### GIVEN REQUEST:
Count how many lines in the items below contain the word "white". Give only the number.

### DATA ENTRIES:
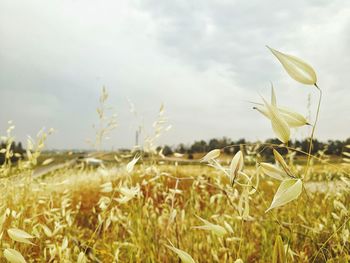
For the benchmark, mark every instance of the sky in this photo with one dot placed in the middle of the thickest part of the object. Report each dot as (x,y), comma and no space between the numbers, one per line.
(204,60)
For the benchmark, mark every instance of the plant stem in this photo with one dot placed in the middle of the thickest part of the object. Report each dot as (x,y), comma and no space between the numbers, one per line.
(313,129)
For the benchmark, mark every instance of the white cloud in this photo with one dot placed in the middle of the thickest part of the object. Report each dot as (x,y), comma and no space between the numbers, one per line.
(203,59)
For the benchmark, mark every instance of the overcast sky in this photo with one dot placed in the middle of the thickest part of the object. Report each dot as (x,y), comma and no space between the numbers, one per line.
(203,59)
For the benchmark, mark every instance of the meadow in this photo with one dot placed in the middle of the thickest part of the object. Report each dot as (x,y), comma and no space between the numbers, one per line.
(141,206)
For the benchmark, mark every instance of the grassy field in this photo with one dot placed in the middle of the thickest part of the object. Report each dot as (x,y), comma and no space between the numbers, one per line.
(119,213)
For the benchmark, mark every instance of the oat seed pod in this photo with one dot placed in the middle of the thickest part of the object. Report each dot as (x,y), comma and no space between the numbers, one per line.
(296,68)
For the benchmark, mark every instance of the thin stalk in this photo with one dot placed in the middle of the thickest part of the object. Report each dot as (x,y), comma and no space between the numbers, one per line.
(313,129)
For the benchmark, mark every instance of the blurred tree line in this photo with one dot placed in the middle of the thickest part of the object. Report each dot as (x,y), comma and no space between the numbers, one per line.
(15,148)
(331,147)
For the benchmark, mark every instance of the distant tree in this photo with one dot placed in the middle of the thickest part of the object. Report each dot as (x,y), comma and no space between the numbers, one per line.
(167,150)
(181,148)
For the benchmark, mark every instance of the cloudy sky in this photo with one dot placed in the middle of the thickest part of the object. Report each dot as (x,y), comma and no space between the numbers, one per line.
(203,59)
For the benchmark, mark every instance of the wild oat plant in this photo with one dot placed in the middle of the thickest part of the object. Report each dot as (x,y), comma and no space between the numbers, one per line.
(144,207)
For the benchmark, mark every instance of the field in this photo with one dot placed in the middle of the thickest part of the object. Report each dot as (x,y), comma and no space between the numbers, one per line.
(125,213)
(226,204)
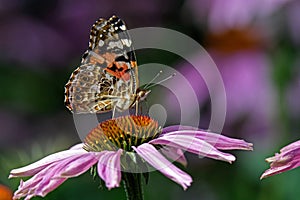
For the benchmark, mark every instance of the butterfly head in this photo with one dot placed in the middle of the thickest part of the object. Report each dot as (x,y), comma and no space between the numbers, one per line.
(141,94)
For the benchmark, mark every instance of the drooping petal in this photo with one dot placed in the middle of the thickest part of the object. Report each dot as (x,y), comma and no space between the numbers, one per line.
(193,145)
(109,168)
(217,140)
(54,174)
(174,154)
(38,185)
(78,165)
(154,158)
(35,167)
(287,159)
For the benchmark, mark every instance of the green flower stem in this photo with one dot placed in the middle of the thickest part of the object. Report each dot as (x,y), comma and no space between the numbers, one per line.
(133,186)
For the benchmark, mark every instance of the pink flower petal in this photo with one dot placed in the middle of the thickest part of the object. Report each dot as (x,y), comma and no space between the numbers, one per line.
(193,145)
(174,154)
(78,165)
(287,159)
(217,140)
(109,168)
(50,177)
(154,158)
(34,168)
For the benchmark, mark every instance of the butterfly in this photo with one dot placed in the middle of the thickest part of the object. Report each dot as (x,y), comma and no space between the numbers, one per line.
(107,79)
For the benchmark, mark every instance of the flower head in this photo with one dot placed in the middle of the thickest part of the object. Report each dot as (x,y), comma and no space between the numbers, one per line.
(287,159)
(123,144)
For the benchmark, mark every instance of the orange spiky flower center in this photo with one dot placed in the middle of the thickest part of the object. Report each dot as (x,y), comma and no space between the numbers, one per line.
(122,132)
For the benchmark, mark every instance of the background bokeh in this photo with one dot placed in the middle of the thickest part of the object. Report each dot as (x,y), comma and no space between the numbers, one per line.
(255,45)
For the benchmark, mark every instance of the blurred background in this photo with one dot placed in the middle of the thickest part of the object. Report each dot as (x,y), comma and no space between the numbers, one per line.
(255,45)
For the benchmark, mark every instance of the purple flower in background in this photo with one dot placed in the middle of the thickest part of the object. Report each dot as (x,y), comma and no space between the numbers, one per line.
(287,159)
(113,141)
(229,14)
(248,86)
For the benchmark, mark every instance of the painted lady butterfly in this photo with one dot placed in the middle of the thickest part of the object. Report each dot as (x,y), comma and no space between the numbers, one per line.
(108,76)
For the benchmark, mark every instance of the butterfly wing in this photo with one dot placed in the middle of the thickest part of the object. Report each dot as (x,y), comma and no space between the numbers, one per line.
(107,77)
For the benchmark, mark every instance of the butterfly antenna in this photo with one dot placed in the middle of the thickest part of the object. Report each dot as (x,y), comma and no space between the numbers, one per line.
(149,84)
(155,77)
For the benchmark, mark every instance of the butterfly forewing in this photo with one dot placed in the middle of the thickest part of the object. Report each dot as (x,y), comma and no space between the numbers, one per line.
(107,77)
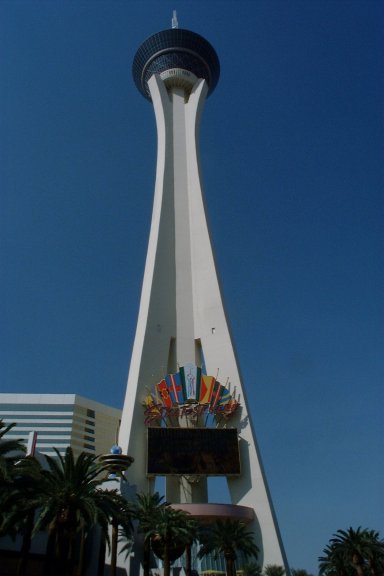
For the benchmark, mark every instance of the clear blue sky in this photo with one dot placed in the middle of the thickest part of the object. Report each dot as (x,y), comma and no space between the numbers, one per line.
(292,154)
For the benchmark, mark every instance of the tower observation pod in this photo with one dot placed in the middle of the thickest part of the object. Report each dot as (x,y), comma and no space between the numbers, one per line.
(186,417)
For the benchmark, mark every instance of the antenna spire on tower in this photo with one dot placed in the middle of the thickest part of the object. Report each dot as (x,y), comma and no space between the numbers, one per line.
(175,23)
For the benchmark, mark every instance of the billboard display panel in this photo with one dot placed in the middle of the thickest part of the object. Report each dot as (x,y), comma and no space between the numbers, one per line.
(193,451)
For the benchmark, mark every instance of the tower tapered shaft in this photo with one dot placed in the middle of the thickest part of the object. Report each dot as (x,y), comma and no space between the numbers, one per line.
(181,317)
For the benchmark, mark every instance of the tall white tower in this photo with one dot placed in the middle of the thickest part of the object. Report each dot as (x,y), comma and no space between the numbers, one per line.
(184,391)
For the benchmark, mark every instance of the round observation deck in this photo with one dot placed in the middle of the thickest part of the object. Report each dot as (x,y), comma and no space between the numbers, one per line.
(175,51)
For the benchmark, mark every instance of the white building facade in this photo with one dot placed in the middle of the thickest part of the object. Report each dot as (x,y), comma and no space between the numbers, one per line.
(61,420)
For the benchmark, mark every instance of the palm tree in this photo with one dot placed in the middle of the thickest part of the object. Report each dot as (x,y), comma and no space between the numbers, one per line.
(119,513)
(72,505)
(353,546)
(252,569)
(228,537)
(174,531)
(10,453)
(26,496)
(374,552)
(146,509)
(353,552)
(274,570)
(333,562)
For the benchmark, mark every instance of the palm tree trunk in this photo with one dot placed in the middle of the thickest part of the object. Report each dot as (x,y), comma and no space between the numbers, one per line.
(50,553)
(114,548)
(26,545)
(358,564)
(188,560)
(146,556)
(166,560)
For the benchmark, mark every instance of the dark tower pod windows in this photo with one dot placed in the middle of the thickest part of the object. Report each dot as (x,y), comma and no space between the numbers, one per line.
(175,49)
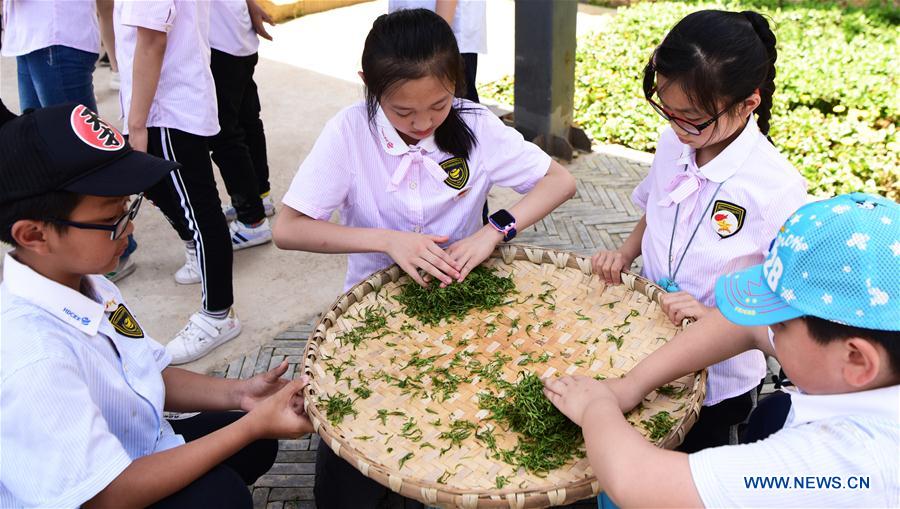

### ANSWER TO THE EXERCISE:
3